Records

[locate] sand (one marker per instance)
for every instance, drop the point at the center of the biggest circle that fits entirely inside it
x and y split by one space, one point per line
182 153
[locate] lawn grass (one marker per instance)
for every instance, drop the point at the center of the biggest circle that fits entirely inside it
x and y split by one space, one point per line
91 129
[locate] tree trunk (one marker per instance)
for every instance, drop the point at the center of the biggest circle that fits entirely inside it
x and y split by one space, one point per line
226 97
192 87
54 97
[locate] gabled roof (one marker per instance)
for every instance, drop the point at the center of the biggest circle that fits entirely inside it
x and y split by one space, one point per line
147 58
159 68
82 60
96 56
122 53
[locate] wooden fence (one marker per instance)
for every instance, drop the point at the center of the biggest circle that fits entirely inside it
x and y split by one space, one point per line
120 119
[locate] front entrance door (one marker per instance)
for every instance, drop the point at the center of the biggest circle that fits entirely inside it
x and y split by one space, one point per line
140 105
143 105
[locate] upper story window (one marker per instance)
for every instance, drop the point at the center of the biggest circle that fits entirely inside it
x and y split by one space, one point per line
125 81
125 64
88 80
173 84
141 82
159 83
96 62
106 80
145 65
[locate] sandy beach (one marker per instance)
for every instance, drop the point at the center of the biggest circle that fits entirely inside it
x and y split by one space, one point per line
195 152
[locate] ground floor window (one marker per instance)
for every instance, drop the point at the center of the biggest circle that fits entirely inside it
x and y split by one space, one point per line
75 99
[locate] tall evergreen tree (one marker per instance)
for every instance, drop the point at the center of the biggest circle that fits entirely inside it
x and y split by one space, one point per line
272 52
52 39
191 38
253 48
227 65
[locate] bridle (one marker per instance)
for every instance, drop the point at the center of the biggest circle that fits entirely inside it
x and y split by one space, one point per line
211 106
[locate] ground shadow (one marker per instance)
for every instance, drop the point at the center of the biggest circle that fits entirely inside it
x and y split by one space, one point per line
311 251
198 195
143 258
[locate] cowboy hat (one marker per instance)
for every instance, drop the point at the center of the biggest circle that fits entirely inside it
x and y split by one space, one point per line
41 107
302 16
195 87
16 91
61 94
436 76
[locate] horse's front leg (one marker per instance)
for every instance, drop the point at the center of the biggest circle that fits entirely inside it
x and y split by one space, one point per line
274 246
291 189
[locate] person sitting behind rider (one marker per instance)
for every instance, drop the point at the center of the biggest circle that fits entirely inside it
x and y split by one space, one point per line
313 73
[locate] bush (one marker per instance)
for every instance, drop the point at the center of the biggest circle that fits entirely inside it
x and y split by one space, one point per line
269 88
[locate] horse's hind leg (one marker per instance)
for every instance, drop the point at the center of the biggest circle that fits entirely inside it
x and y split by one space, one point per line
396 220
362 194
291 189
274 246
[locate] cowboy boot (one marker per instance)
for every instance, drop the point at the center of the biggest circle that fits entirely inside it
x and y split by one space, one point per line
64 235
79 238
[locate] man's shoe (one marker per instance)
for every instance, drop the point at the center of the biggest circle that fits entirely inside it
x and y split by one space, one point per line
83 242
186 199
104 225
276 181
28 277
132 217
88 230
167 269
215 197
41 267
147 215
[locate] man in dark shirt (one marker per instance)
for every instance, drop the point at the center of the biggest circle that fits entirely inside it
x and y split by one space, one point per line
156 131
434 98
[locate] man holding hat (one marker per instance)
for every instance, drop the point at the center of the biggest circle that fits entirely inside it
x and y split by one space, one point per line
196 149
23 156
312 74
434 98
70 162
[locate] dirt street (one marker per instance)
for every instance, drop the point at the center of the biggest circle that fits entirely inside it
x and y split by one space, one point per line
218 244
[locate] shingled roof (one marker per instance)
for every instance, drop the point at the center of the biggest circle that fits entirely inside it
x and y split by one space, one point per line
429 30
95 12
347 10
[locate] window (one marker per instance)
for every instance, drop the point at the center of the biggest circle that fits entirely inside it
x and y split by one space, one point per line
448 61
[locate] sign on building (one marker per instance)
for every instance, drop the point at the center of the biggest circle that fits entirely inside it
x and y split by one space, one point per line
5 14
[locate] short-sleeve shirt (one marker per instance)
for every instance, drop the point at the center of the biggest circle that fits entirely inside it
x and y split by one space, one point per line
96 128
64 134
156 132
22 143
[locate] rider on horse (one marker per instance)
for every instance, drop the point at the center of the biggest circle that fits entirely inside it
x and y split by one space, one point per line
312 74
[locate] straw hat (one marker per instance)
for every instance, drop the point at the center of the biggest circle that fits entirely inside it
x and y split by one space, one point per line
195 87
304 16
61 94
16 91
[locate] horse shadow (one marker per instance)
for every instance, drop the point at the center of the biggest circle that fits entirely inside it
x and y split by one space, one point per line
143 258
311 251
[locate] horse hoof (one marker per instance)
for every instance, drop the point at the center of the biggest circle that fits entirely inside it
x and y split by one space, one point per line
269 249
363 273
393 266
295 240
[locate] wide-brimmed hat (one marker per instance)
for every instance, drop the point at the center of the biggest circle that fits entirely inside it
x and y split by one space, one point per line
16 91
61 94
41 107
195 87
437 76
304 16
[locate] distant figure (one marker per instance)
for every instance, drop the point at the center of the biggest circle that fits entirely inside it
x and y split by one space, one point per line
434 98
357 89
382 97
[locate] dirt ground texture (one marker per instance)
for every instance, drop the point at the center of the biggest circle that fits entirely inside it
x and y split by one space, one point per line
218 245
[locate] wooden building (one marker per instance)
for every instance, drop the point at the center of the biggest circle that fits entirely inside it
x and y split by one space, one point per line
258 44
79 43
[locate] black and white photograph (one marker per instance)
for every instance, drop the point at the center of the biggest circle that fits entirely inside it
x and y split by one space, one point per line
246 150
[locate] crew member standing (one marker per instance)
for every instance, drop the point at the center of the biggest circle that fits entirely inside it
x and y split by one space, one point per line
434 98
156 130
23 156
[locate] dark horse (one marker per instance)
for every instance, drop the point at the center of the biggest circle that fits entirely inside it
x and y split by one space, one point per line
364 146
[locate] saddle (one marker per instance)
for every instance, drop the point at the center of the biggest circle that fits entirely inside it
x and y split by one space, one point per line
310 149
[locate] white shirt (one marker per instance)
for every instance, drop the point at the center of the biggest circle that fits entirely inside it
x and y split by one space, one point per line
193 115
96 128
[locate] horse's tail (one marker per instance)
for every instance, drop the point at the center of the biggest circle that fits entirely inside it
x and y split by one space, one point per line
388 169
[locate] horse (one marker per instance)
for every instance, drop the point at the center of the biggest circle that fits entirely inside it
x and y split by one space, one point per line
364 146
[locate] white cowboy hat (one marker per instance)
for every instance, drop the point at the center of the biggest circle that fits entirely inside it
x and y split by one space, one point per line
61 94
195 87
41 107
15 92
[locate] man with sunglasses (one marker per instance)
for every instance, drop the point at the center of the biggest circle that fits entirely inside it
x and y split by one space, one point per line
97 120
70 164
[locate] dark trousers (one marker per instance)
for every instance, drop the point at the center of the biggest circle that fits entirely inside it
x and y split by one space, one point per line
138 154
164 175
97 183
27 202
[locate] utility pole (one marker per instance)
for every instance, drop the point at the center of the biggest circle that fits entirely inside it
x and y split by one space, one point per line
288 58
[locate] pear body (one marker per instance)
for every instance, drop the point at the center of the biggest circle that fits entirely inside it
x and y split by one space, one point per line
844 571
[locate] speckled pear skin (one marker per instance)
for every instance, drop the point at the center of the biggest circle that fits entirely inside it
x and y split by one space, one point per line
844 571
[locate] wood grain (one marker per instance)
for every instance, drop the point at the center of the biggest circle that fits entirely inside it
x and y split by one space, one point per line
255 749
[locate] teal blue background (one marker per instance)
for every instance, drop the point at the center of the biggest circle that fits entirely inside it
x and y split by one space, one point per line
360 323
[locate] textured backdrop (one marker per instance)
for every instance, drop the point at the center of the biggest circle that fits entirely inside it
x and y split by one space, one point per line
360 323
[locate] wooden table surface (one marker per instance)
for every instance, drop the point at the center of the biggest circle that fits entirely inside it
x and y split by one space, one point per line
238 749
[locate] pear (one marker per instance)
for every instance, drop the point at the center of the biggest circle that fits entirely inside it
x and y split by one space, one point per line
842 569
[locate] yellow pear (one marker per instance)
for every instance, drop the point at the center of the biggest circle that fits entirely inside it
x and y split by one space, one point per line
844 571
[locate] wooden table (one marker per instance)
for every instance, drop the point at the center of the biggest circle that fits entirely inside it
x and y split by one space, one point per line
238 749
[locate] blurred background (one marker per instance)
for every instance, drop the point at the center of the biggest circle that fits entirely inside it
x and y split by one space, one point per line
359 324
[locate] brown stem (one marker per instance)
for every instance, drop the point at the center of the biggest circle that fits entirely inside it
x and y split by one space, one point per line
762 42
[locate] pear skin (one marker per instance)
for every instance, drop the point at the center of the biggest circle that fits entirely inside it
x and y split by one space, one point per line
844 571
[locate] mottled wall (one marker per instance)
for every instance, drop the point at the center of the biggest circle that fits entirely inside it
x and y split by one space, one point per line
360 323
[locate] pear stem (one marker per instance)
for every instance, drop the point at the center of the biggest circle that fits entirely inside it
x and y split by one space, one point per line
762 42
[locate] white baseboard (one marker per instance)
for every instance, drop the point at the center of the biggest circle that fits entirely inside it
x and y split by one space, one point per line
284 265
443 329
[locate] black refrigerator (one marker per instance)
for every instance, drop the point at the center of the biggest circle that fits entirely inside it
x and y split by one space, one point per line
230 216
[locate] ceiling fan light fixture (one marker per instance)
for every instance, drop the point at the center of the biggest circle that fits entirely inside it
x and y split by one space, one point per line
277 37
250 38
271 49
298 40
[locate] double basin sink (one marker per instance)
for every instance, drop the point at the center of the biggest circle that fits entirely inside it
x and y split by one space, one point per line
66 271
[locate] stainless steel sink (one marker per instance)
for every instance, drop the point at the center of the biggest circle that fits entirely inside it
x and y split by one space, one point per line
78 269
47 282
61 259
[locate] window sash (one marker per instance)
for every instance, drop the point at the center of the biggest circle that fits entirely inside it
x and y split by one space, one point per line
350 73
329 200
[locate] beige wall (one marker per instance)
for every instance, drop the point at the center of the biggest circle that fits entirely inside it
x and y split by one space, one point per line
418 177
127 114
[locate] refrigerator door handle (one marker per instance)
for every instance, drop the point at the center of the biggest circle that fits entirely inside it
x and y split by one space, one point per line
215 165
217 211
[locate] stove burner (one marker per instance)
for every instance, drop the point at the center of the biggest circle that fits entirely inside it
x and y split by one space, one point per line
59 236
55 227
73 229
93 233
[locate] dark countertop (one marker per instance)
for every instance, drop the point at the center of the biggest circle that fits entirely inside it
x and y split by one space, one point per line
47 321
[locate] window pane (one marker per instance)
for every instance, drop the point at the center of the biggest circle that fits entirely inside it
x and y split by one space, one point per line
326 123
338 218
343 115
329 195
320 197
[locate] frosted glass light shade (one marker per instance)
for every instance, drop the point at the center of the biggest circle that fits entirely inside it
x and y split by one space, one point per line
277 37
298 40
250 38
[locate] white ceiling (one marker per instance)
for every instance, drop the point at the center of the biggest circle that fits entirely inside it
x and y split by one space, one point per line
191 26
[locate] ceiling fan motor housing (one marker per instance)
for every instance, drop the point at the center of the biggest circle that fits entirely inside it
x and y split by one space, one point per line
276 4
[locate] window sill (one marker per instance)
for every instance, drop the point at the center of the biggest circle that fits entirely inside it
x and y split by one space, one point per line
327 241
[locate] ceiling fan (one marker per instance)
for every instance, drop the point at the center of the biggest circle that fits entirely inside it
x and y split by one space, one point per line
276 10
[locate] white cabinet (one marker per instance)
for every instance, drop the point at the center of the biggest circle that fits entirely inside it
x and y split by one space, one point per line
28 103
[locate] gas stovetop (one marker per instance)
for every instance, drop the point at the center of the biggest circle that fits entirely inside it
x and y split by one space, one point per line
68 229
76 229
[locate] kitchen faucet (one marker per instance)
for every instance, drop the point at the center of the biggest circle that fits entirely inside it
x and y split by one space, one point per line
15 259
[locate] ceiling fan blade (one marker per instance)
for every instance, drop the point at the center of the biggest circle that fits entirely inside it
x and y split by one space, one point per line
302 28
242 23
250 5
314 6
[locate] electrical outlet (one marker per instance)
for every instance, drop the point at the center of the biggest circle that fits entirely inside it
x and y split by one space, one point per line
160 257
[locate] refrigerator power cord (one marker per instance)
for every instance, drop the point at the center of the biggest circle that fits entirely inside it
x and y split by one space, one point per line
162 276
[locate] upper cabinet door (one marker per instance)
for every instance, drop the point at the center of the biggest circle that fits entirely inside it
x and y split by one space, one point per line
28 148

Short task
Write out again, exactly, the lines from the one holding "[locate] gas stovetop" through the end of the listing, with both ends included.

Result for this task
[locate] gas stovetop (one marker per instance)
for every instance, drop the point at the center of the biggest circle that fits entirely inside it
x and y split by one space, one point per line
68 229
76 229
[locate] kitchen faucet (one marker per instance)
for every instance, drop the point at the center of the biggest circle that fits entirely inside it
x and y split by one space, one point per line
15 259
[locate] ceiling fan blade (one marker per instance)
for every instance, drop the point at the center of the biggest circle that fits entirely inside it
x and y split by one space, one point per line
302 28
242 23
250 5
314 6
[locate] electrical outlet (one marker per instance)
for every instance, drop the point at the center of the biggest circle that fits entirely inside it
x and y split by one space, one point per line
160 257
[locate] refrigerator power cord (one marker per instance)
for every instance, drop the point at the center of the biggest circle that fits entirely inside it
x and y split by one space, one point per line
162 276
[locate] upper cabinet door (one marker per instance)
for every instance, drop the point at the center of the biggest circle that fits entirely inside it
x and y split by one space, one point per line
28 148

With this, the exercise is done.